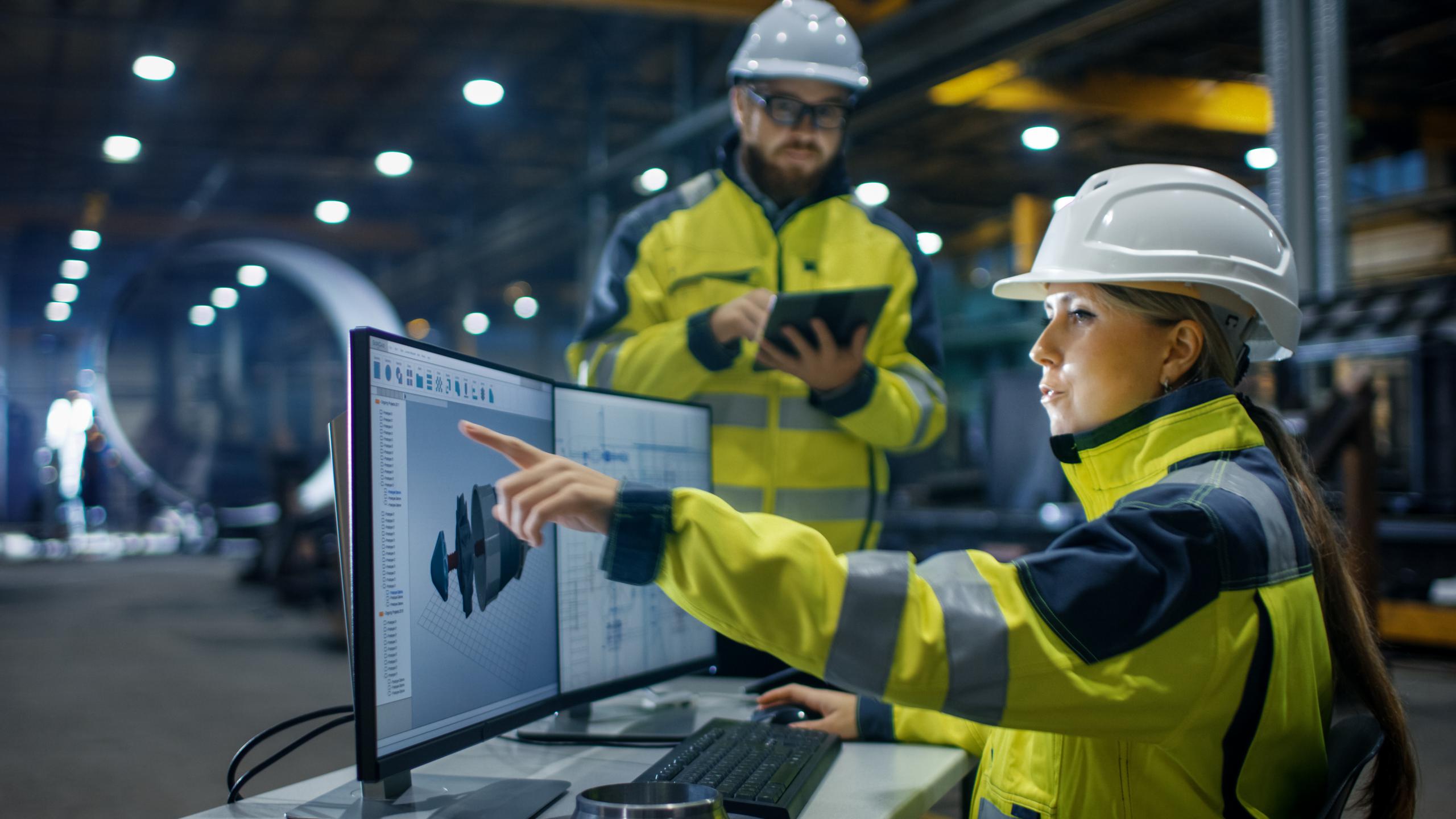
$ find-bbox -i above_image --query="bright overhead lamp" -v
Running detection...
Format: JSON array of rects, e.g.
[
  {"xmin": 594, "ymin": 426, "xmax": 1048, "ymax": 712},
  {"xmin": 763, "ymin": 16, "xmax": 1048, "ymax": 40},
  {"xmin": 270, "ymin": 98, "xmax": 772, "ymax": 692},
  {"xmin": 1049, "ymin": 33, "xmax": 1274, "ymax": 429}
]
[
  {"xmin": 511, "ymin": 296, "xmax": 541, "ymax": 319},
  {"xmin": 131, "ymin": 54, "xmax": 177, "ymax": 80},
  {"xmin": 634, "ymin": 168, "xmax": 667, "ymax": 195},
  {"xmin": 101, "ymin": 135, "xmax": 141, "ymax": 162},
  {"xmin": 237, "ymin": 264, "xmax": 268, "ymax": 287},
  {"xmin": 855, "ymin": 182, "xmax": 890, "ymax": 207},
  {"xmin": 460, "ymin": 313, "xmax": 491, "ymax": 335},
  {"xmin": 313, "ymin": 200, "xmax": 349, "ymax": 225},
  {"xmin": 374, "ymin": 150, "xmax": 415, "ymax": 176},
  {"xmin": 213, "ymin": 287, "xmax": 237, "ymax": 311},
  {"xmin": 463, "ymin": 80, "xmax": 505, "ymax": 105},
  {"xmin": 1021, "ymin": 125, "xmax": 1061, "ymax": 150},
  {"xmin": 1243, "ymin": 146, "xmax": 1279, "ymax": 171},
  {"xmin": 187, "ymin": 305, "xmax": 217, "ymax": 326}
]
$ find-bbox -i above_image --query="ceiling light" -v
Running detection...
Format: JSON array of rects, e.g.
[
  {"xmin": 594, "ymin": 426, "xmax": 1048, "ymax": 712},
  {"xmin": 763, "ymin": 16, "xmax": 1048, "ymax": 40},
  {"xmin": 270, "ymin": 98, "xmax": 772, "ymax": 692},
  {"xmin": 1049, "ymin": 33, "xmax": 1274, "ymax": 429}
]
[
  {"xmin": 463, "ymin": 80, "xmax": 505, "ymax": 105},
  {"xmin": 636, "ymin": 168, "xmax": 667, "ymax": 194},
  {"xmin": 1021, "ymin": 125, "xmax": 1061, "ymax": 150},
  {"xmin": 374, "ymin": 150, "xmax": 415, "ymax": 176},
  {"xmin": 855, "ymin": 182, "xmax": 890, "ymax": 207},
  {"xmin": 1243, "ymin": 147, "xmax": 1279, "ymax": 171},
  {"xmin": 101, "ymin": 135, "xmax": 141, "ymax": 162},
  {"xmin": 131, "ymin": 54, "xmax": 176, "ymax": 80},
  {"xmin": 462, "ymin": 313, "xmax": 491, "ymax": 335},
  {"xmin": 512, "ymin": 296, "xmax": 541, "ymax": 319},
  {"xmin": 237, "ymin": 264, "xmax": 268, "ymax": 287},
  {"xmin": 313, "ymin": 200, "xmax": 349, "ymax": 225},
  {"xmin": 213, "ymin": 287, "xmax": 237, "ymax": 311}
]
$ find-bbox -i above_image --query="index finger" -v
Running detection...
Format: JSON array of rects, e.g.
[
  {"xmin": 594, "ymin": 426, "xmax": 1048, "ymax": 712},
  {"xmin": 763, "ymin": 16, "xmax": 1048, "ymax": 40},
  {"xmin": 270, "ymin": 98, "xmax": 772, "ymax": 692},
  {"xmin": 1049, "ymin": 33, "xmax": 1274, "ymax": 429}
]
[{"xmin": 460, "ymin": 421, "xmax": 546, "ymax": 469}]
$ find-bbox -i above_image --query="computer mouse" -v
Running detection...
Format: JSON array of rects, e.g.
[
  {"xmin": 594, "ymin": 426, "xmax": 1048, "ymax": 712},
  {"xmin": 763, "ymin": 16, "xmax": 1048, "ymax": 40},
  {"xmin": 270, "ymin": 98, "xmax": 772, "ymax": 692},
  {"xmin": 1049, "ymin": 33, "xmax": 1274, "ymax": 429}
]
[{"xmin": 748, "ymin": 704, "xmax": 824, "ymax": 726}]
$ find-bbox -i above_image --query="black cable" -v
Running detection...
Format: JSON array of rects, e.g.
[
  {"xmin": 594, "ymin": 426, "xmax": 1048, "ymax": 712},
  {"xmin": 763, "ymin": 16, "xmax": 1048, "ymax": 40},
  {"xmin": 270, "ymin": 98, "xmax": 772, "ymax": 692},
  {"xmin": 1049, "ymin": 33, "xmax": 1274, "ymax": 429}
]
[
  {"xmin": 227, "ymin": 708, "xmax": 354, "ymax": 804},
  {"xmin": 224, "ymin": 705, "xmax": 354, "ymax": 793}
]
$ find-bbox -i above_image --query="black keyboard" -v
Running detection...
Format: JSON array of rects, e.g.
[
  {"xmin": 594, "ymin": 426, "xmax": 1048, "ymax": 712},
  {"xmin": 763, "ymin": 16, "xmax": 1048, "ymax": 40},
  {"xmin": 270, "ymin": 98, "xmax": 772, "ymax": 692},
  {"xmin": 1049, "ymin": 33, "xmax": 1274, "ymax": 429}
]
[{"xmin": 636, "ymin": 720, "xmax": 839, "ymax": 819}]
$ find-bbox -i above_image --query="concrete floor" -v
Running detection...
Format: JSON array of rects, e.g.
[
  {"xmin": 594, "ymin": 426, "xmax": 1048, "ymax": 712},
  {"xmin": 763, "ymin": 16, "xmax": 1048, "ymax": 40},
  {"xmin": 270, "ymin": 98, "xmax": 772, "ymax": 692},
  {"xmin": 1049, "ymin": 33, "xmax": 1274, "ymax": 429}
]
[{"xmin": 0, "ymin": 557, "xmax": 1456, "ymax": 819}]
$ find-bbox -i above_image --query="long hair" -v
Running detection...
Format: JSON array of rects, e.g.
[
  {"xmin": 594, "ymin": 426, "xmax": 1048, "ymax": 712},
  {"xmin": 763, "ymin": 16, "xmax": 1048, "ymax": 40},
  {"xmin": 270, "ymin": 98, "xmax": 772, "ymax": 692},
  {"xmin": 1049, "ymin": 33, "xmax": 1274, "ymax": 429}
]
[{"xmin": 1098, "ymin": 284, "xmax": 1415, "ymax": 819}]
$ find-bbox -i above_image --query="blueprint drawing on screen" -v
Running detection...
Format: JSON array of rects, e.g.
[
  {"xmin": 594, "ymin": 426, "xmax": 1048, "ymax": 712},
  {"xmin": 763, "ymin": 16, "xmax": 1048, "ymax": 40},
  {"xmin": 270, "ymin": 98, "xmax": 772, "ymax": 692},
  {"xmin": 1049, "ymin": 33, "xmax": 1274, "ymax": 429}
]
[{"xmin": 556, "ymin": 389, "xmax": 713, "ymax": 691}]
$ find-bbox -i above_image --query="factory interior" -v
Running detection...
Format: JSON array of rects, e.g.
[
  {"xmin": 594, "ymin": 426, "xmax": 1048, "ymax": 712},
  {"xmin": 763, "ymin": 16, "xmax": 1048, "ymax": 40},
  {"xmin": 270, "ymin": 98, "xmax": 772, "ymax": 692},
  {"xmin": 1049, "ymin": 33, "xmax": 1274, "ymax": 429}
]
[{"xmin": 0, "ymin": 0, "xmax": 1456, "ymax": 819}]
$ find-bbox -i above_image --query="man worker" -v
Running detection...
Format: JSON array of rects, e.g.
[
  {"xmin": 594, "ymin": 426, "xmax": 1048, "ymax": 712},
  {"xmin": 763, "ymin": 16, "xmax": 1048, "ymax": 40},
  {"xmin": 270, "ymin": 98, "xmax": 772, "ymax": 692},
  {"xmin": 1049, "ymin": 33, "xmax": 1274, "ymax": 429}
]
[{"xmin": 566, "ymin": 0, "xmax": 945, "ymax": 552}]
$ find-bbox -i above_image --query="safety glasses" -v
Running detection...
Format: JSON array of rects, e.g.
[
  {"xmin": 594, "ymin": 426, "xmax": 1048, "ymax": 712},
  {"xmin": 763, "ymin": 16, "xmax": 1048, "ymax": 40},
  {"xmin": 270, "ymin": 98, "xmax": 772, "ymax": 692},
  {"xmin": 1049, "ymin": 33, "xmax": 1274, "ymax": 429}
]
[{"xmin": 741, "ymin": 85, "xmax": 853, "ymax": 131}]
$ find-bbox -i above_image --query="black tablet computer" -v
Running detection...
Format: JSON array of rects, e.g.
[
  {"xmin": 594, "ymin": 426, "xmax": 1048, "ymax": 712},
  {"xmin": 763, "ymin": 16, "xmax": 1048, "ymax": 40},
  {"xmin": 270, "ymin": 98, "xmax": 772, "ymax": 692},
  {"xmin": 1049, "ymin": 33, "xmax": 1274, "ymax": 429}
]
[{"xmin": 753, "ymin": 284, "xmax": 890, "ymax": 370}]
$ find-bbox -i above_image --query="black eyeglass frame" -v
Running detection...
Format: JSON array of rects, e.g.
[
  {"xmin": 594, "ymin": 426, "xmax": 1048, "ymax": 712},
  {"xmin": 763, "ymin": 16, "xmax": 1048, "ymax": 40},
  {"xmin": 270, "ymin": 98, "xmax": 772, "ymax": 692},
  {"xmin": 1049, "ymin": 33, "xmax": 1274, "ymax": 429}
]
[{"xmin": 738, "ymin": 83, "xmax": 855, "ymax": 131}]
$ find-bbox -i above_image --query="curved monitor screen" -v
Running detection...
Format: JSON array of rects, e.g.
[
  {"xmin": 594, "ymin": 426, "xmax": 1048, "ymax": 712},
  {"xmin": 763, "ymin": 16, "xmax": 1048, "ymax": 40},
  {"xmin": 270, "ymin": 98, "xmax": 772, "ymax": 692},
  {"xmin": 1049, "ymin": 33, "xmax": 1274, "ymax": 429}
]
[{"xmin": 364, "ymin": 338, "xmax": 559, "ymax": 756}]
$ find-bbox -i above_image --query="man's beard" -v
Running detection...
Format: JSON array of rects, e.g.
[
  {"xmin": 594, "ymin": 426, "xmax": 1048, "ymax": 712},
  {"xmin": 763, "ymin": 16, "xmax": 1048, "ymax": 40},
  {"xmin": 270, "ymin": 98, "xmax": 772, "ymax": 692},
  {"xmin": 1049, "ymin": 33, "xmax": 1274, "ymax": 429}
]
--
Report how many lines of the items above contain the string "screen", treating case as significant, and give only the number.

EXERCISE ANSWER:
2